_Exercise prompt_
Please turn the lines below, from the first one through the line holding "(610, 1069)", inclusive, into a numbered list, leaving out any blank lines.

_Dataset excerpt_
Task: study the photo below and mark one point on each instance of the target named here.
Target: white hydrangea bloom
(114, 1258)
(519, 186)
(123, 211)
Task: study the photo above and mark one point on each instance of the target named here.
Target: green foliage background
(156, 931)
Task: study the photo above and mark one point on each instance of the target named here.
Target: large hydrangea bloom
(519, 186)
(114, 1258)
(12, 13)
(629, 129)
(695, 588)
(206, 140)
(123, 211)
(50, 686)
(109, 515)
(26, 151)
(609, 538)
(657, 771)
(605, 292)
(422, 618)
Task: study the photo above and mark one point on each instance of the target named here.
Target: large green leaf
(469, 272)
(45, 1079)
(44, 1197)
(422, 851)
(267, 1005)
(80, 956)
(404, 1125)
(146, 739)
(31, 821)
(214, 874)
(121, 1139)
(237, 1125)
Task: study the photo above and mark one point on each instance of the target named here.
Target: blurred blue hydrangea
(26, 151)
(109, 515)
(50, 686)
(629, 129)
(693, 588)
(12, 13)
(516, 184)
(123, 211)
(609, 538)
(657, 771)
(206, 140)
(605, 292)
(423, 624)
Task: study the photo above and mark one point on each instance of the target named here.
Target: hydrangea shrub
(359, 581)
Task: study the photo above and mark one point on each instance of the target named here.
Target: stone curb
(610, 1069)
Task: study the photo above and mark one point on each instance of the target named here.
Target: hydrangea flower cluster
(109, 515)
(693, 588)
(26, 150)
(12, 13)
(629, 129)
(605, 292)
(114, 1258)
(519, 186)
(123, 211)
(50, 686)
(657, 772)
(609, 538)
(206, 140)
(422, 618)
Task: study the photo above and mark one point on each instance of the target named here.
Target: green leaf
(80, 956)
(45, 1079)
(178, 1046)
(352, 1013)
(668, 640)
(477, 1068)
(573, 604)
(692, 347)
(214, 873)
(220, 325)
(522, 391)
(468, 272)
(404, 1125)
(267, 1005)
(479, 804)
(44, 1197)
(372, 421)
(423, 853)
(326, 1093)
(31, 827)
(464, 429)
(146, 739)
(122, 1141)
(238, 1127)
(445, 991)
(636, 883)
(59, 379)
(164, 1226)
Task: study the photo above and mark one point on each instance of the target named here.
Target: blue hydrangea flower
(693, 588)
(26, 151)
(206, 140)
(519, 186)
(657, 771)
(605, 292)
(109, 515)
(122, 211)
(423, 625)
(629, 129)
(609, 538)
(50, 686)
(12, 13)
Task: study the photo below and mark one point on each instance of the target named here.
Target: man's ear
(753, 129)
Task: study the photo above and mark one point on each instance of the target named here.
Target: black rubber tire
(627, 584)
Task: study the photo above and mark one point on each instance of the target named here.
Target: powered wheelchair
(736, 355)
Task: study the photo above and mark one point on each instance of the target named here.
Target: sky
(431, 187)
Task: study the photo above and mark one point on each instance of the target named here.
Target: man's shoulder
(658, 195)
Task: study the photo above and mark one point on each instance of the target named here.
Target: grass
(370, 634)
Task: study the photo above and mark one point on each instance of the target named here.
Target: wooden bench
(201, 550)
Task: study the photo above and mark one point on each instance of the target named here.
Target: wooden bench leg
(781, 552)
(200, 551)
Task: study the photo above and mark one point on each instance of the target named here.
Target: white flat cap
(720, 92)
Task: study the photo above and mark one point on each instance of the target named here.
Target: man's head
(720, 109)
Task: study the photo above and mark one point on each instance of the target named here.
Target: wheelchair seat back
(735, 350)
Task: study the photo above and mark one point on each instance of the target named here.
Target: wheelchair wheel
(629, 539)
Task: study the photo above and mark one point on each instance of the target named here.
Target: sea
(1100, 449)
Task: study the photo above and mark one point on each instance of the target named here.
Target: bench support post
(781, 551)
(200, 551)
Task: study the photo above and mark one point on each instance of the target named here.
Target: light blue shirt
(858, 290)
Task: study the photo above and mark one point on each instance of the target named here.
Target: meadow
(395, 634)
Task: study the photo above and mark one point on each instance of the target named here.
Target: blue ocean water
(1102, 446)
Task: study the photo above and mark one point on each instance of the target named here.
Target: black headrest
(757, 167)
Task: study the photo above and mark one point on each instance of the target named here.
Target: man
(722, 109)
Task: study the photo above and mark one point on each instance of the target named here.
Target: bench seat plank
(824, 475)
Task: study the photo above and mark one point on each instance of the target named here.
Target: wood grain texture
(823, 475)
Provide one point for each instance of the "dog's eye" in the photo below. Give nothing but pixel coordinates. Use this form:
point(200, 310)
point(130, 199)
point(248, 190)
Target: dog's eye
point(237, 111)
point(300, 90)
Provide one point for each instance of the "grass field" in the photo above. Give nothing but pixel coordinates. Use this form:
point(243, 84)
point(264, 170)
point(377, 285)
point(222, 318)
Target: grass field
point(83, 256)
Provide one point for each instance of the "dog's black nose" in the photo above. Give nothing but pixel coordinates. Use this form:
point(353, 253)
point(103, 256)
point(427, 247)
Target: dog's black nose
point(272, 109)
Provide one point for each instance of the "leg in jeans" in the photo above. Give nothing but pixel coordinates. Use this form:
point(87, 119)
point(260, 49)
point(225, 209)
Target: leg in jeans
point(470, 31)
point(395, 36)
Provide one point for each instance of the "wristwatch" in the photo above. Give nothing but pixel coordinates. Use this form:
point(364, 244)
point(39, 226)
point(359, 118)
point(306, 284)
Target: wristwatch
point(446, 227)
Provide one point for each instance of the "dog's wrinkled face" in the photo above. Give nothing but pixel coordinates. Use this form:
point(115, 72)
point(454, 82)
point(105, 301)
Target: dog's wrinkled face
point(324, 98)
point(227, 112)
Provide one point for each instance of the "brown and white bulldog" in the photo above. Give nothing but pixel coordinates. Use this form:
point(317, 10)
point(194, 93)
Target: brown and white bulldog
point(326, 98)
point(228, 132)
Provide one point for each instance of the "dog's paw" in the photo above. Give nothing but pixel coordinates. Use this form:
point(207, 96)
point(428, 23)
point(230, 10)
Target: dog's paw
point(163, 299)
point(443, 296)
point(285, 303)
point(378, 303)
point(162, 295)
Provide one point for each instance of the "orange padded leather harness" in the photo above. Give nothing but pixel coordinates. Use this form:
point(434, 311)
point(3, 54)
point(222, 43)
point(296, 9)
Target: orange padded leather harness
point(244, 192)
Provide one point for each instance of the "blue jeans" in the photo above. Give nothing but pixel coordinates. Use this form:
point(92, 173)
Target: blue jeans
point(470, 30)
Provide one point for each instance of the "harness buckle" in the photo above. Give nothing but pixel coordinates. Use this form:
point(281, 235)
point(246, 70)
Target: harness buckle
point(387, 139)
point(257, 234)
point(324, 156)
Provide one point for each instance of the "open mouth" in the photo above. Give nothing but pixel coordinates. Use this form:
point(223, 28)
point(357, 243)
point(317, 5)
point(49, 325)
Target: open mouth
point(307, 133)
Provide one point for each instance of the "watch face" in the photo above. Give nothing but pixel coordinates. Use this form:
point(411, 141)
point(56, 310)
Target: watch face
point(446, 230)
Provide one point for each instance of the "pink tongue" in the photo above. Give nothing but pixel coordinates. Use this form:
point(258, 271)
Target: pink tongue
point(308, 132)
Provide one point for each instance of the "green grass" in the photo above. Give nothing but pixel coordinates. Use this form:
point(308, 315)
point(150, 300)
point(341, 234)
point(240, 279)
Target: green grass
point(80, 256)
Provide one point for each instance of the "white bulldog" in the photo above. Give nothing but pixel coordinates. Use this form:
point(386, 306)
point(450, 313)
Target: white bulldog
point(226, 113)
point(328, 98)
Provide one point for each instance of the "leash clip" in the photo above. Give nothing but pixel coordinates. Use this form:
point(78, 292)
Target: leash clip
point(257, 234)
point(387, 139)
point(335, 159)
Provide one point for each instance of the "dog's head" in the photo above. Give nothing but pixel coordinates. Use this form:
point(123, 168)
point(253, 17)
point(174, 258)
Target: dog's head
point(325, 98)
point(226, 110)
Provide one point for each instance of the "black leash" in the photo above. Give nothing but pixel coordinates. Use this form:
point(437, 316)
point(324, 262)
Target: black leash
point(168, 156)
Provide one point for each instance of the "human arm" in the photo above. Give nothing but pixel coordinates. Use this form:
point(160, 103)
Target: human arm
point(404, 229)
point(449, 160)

_Correct output_
1. Task: study the photo below and mark one point on each instance of the target named here.
2. Target: white hydrangea bloom
3. (114, 1258)
4. (519, 186)
5. (123, 211)
6. Task: study the photo above and mark one point on each instance of the target named here.
7. Target: green foliage background
8. (156, 931)
9. Task: study the photo above and mark one point on each instance of the target named here.
10. Target: large hydrangea bloom
11. (519, 186)
12. (114, 1258)
13. (12, 13)
14. (629, 129)
15. (695, 588)
16. (206, 140)
17. (123, 211)
18. (50, 686)
19. (109, 515)
20. (26, 151)
21. (609, 538)
22. (657, 771)
23. (605, 292)
24. (422, 618)
25. Task: study the photo above and mark one point on each instance of the target named here.
26. Target: large green leaf
27. (469, 272)
28. (45, 1079)
29. (44, 1197)
30. (422, 851)
31. (267, 1005)
32. (80, 956)
33. (404, 1125)
34. (146, 739)
35. (31, 821)
36. (214, 874)
37. (121, 1139)
38. (237, 1125)
39. Task: study the photo above and mark one point on each instance of the target named here.
40. Target: blurred blue hydrangea
41. (26, 151)
42. (109, 515)
43. (50, 686)
44. (629, 129)
45. (693, 588)
46. (12, 13)
47. (516, 184)
48. (123, 211)
49. (609, 538)
50. (657, 771)
51. (206, 140)
52. (605, 292)
53. (423, 624)
54. Task: study the photo above and mark one point on each instance of the target named here.
55. Target: hydrangea shrub
56. (359, 581)
57. Task: study the photo above and mark one point on each instance of the target named here.
58. Target: stone curb
59. (610, 1069)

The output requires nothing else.